**Assignment**.
Everything from the line with "Target: blue umbrella" through the last line of the records below should be copied exactly, both ends included.
*** Opening of Records supplied ***
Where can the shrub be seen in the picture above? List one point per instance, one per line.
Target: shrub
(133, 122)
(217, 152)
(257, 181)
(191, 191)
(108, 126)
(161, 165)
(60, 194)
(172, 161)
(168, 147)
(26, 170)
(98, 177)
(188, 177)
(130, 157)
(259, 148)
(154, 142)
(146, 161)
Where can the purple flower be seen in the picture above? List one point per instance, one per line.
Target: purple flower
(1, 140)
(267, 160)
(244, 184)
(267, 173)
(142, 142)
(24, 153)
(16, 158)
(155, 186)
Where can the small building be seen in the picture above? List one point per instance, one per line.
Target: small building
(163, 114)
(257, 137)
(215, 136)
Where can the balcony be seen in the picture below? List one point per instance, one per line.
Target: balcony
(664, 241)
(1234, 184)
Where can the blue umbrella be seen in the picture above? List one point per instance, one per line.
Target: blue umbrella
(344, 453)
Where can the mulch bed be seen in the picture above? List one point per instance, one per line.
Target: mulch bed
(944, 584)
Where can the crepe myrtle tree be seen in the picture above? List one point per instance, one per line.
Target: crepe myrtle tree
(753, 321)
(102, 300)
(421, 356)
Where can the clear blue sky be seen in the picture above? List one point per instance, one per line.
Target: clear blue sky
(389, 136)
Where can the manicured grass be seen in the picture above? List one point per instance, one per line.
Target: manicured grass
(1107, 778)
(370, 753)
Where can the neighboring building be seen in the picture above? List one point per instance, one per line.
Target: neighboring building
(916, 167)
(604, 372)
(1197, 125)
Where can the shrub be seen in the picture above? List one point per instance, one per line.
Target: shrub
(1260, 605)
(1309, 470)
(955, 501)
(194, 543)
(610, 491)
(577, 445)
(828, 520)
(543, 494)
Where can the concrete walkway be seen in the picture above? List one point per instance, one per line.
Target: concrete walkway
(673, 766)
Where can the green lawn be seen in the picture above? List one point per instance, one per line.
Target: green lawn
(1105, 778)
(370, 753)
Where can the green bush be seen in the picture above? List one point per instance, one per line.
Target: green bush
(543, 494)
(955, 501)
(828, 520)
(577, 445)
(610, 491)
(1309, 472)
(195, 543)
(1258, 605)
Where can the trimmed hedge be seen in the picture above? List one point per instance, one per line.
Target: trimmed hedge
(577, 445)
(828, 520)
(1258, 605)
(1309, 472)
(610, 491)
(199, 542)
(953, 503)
*** Close of Records supplied ***
**Written response**.
Target: blue umbrella
(344, 453)
Where can the mulch bed be seen in the picture above? List one point per instance, one per line.
Target: mulch bed
(944, 584)
Where can the crepe myrtle tree be seen in the picture above? List one point per instance, one per line.
Target: crepe myrtle tree
(753, 321)
(102, 300)
(421, 356)
Where can the clear blue sky be seen in the picture above? List one point per instance, one per line.
Target: clear blue sky
(389, 136)
Where can the manicured grass be seen in the picture above? List one point per instance, one per line.
Target: manicured grass
(1107, 778)
(370, 753)
Where can the neighboring building be seen in the picture above? List one point per instance, one per line.
Target: neighboring building
(916, 167)
(604, 372)
(1197, 125)
Where can the shrub be seen in the picture above? List one point per instance, one per line.
Target: shrub
(1260, 605)
(1309, 470)
(955, 501)
(194, 543)
(610, 491)
(577, 445)
(828, 520)
(543, 494)
Where can the concrete walkway be seen in the picture above? List one point per instance, one per line.
Target: concrete walkway
(673, 766)
Where can the green lawn be seen in the picture above? List one point per instance, one per line.
Target: green lawn
(1105, 778)
(370, 753)
Where can the green bush be seen in the picture above? List one point per instance, one per line.
Target: green bush
(543, 494)
(955, 501)
(828, 520)
(577, 445)
(610, 491)
(1309, 472)
(195, 543)
(1258, 605)
Where can the trimmed hedge be seen in the picture above? List one point per instance, one per line.
Target: trimmed hedge
(577, 445)
(828, 520)
(1258, 605)
(1309, 472)
(610, 491)
(199, 542)
(953, 503)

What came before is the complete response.